= DIRECTIVE =
Print every line of the material below word for word, leaving out the pictures.

(Labeled points)
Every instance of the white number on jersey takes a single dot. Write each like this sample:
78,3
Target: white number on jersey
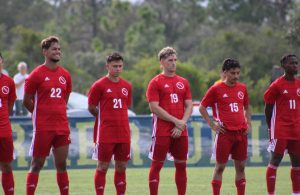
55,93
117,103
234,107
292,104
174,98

= WRITTEN ANSWER =
Every instance of the white number on jersey takes a single dot. Write each like this sample:
78,3
Target: white number on jersey
55,93
117,103
234,107
292,104
174,98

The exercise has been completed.